## Problem to solve
Count the lines in the rows below that contain the string "panelled", treating case as significant. Reply with the number only.

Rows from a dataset
#####

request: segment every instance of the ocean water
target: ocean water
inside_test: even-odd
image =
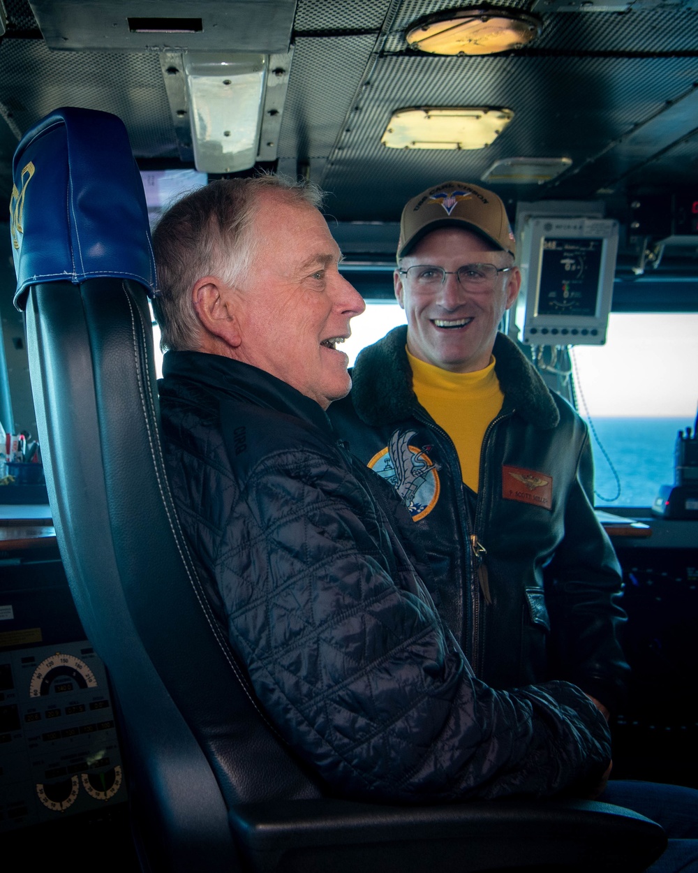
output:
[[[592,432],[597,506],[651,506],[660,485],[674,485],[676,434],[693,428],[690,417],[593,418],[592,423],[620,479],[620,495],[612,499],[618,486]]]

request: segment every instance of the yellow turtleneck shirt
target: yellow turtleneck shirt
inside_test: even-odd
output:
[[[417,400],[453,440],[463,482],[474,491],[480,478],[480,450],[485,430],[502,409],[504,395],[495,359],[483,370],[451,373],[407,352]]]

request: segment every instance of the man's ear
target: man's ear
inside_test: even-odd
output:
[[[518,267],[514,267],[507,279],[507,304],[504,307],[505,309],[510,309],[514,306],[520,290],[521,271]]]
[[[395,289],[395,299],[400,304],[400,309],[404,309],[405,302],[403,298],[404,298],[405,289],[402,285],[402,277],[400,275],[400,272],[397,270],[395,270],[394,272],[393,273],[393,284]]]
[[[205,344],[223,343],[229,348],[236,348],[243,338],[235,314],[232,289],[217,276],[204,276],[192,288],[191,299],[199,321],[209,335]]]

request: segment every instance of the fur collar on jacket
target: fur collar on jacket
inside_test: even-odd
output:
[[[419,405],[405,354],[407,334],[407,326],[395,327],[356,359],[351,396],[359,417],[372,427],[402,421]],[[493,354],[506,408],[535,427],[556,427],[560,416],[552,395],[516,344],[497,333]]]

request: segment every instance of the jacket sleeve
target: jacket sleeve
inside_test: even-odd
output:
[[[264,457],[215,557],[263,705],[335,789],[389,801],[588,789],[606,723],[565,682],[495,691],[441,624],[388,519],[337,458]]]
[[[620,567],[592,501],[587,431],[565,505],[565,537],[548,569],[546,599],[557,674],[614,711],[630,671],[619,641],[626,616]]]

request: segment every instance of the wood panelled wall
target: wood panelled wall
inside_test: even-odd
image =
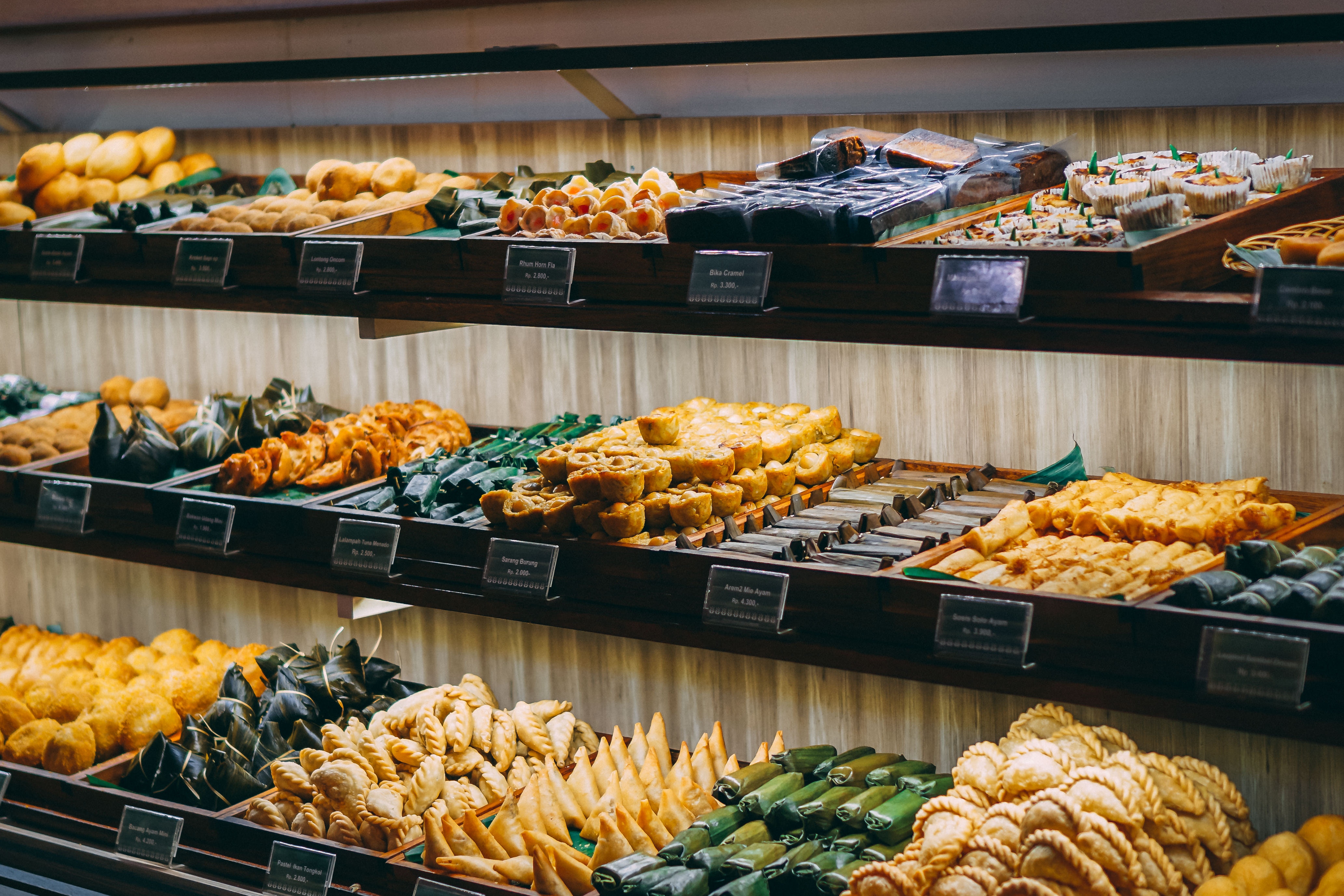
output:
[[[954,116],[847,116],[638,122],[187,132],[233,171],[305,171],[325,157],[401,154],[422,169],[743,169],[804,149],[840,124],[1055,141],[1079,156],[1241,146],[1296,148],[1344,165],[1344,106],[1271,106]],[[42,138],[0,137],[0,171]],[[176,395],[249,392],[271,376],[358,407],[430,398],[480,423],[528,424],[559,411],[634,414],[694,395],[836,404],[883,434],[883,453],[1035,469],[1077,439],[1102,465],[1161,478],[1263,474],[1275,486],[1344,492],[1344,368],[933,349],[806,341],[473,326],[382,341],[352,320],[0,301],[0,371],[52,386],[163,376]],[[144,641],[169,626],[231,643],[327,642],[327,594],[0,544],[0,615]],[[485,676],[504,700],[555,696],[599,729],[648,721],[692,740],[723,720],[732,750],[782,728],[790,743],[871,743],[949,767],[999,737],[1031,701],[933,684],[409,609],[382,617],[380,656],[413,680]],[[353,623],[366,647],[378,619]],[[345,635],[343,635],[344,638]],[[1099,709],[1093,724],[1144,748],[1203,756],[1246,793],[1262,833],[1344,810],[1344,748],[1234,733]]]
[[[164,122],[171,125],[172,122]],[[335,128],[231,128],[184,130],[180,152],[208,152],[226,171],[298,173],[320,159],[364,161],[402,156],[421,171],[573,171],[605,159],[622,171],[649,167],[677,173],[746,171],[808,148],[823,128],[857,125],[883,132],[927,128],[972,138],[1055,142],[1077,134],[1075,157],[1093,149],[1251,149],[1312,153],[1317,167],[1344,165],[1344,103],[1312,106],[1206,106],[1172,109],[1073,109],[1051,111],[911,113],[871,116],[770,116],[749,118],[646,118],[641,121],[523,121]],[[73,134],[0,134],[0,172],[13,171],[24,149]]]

#####

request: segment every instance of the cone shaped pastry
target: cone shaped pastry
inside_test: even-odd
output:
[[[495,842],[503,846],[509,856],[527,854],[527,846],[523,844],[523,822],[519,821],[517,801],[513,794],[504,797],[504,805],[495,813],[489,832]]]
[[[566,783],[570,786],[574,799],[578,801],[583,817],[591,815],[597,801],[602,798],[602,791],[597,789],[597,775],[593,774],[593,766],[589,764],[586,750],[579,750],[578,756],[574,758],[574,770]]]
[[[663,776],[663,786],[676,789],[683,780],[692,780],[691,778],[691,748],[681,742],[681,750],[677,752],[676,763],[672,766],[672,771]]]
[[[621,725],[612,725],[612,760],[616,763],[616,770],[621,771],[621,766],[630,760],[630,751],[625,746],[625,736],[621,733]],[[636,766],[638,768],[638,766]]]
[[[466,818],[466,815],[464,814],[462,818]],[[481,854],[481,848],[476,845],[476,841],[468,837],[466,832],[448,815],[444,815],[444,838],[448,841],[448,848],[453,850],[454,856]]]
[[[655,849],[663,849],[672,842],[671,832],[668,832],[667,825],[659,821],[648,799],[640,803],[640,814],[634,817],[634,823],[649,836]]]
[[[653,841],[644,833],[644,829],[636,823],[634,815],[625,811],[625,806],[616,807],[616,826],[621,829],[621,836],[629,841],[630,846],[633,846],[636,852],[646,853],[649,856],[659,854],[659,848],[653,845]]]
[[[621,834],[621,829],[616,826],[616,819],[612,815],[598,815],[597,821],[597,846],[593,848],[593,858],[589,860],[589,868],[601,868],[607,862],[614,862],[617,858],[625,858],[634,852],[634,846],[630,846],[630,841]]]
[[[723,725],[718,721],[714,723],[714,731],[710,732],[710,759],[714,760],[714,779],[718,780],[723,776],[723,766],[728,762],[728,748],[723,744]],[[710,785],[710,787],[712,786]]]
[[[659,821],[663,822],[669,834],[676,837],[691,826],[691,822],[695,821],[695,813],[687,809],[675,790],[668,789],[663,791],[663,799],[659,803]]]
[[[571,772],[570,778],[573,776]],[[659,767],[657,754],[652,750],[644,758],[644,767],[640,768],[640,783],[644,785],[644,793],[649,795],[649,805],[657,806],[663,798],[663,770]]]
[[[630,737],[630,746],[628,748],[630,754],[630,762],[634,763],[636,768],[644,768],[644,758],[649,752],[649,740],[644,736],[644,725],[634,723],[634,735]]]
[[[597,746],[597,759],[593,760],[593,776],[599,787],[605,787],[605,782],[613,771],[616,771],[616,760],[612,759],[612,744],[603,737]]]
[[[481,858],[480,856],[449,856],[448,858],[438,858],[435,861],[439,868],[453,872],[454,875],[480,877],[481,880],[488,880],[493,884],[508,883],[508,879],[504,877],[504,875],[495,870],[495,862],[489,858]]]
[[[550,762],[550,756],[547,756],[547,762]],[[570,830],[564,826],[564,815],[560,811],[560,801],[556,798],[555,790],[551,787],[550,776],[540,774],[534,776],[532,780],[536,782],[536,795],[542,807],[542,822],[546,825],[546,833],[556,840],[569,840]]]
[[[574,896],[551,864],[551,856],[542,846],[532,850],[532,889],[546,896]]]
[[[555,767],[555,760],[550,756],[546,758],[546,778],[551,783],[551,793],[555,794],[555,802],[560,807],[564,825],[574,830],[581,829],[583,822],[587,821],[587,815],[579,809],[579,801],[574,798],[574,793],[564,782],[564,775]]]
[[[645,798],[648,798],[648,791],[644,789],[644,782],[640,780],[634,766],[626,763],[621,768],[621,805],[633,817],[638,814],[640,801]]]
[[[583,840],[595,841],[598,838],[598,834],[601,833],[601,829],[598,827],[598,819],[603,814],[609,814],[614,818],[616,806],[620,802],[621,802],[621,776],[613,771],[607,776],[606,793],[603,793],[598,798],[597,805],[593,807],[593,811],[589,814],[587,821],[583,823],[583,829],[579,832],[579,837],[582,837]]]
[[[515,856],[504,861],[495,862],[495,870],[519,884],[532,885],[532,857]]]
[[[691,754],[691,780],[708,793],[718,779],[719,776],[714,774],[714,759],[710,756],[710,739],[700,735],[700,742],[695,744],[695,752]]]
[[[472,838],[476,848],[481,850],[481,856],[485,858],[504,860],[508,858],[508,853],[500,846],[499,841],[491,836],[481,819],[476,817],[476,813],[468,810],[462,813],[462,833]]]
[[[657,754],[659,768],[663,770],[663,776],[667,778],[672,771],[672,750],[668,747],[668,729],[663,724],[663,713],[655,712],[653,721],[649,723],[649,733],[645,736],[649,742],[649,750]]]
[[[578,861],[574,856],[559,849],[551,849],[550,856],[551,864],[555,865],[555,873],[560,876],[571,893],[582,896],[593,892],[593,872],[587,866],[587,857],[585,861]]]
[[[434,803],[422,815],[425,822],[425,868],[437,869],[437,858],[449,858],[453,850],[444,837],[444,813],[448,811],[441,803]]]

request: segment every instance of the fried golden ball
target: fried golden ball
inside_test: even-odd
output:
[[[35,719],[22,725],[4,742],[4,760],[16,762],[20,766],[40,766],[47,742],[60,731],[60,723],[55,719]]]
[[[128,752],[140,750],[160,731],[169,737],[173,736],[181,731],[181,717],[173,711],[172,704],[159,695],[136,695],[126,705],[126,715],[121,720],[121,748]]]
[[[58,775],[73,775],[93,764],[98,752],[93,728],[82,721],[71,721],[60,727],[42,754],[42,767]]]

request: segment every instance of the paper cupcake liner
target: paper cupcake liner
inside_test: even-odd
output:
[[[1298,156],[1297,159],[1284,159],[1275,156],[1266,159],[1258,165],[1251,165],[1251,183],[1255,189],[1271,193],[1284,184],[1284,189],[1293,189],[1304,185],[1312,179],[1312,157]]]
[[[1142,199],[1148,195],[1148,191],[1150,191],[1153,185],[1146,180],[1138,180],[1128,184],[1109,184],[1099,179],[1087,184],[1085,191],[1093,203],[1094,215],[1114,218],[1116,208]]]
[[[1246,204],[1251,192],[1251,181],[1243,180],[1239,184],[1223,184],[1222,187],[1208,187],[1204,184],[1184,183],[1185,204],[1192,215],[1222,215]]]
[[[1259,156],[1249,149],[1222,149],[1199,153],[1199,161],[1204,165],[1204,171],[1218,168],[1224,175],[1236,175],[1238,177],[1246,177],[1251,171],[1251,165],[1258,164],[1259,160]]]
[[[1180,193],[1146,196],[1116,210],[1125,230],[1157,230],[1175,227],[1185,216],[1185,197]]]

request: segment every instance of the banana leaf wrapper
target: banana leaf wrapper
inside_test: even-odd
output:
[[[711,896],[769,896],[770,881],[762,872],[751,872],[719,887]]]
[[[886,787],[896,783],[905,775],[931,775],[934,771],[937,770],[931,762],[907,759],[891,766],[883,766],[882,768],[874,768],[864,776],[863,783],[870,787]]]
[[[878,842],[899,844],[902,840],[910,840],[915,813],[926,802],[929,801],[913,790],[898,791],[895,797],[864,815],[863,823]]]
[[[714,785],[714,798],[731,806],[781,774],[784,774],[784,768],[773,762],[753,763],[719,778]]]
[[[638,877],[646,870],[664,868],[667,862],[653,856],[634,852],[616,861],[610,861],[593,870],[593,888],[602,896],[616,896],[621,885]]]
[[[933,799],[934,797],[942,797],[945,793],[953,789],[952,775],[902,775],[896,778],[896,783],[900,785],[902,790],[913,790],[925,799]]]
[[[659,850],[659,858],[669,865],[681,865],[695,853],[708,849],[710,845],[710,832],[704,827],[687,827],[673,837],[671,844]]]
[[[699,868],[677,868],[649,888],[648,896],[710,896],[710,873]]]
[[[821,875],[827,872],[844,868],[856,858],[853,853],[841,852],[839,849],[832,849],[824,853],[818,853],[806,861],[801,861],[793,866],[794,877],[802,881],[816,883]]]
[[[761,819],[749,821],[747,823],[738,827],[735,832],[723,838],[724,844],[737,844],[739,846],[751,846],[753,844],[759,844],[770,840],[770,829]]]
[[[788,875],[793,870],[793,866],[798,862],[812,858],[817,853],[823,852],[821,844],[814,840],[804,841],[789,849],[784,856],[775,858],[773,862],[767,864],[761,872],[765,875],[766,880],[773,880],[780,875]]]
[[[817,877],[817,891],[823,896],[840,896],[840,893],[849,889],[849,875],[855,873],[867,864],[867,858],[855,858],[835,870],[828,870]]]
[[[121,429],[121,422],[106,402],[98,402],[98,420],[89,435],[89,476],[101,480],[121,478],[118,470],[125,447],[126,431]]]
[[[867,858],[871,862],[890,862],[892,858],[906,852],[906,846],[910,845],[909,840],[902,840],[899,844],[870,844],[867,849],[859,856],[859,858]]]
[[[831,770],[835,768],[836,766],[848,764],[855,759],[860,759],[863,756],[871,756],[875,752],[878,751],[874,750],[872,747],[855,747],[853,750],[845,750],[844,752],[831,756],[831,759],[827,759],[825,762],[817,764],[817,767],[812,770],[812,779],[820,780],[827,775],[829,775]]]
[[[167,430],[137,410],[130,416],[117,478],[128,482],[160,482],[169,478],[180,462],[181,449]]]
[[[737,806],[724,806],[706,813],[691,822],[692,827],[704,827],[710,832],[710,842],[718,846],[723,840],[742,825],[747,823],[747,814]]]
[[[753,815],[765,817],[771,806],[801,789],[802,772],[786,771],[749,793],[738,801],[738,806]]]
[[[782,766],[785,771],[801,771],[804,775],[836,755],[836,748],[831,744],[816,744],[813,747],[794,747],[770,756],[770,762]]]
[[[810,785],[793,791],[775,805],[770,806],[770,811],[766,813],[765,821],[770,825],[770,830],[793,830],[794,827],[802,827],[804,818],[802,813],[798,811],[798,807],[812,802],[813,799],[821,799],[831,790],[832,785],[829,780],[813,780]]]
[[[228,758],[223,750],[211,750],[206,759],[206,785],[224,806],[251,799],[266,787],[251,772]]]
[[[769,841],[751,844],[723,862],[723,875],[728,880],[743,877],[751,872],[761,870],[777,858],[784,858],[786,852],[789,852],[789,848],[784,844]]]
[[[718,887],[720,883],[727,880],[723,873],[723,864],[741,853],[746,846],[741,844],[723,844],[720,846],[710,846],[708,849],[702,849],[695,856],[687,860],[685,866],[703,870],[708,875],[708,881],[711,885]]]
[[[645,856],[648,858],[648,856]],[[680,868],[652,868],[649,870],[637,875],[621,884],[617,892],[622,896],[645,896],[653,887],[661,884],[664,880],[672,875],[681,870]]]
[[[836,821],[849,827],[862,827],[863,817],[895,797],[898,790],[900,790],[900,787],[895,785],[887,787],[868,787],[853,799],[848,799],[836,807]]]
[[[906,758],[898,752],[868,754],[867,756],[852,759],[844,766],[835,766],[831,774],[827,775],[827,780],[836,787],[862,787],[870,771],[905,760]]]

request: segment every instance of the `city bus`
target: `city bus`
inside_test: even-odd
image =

#####

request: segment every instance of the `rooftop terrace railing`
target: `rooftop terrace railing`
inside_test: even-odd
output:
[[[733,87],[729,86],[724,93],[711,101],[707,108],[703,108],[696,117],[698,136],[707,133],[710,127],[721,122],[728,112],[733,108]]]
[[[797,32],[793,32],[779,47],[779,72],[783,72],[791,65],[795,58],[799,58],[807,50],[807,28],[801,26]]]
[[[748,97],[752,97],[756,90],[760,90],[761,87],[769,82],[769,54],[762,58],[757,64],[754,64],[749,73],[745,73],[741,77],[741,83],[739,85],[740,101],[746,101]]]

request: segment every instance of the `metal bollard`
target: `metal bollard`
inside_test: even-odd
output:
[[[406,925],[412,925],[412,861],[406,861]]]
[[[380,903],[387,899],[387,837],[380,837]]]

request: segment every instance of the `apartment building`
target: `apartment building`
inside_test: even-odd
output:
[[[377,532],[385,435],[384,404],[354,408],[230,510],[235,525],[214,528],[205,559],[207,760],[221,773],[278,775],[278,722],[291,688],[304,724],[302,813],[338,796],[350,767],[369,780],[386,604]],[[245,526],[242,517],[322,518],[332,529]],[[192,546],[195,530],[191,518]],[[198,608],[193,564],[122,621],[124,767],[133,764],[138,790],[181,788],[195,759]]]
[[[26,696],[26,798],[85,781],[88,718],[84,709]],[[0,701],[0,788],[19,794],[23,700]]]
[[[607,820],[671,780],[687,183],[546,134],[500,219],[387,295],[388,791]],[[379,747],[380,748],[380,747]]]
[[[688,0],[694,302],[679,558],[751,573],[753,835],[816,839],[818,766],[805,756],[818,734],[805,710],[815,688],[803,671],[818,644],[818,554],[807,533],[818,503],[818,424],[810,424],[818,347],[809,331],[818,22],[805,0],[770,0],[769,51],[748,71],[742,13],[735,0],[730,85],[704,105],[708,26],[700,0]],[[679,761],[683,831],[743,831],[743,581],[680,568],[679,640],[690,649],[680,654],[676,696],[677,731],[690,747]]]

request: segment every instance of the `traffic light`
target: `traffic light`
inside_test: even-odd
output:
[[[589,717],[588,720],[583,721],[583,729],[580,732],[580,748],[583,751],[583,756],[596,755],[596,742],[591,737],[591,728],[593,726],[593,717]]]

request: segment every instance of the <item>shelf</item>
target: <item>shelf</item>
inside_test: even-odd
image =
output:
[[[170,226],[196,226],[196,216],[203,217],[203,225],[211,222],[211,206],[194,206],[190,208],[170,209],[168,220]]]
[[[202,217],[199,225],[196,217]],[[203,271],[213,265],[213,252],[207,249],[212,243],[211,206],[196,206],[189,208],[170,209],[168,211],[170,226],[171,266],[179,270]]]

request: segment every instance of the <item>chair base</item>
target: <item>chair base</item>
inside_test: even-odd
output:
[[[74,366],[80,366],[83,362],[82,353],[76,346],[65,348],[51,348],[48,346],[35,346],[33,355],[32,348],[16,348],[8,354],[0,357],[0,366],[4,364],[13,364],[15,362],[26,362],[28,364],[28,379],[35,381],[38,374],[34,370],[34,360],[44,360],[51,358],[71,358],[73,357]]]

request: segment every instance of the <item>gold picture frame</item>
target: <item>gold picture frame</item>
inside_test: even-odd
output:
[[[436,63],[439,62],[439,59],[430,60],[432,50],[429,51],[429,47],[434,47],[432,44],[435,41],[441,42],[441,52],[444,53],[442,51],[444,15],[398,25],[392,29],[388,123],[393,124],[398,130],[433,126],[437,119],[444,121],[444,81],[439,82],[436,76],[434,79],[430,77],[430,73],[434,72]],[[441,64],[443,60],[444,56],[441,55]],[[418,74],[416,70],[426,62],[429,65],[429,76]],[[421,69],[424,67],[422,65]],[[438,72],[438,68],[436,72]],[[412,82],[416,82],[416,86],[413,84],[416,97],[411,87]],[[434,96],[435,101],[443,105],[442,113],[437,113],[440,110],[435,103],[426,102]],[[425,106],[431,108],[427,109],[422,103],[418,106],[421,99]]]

#####

## Answer to this exercise
2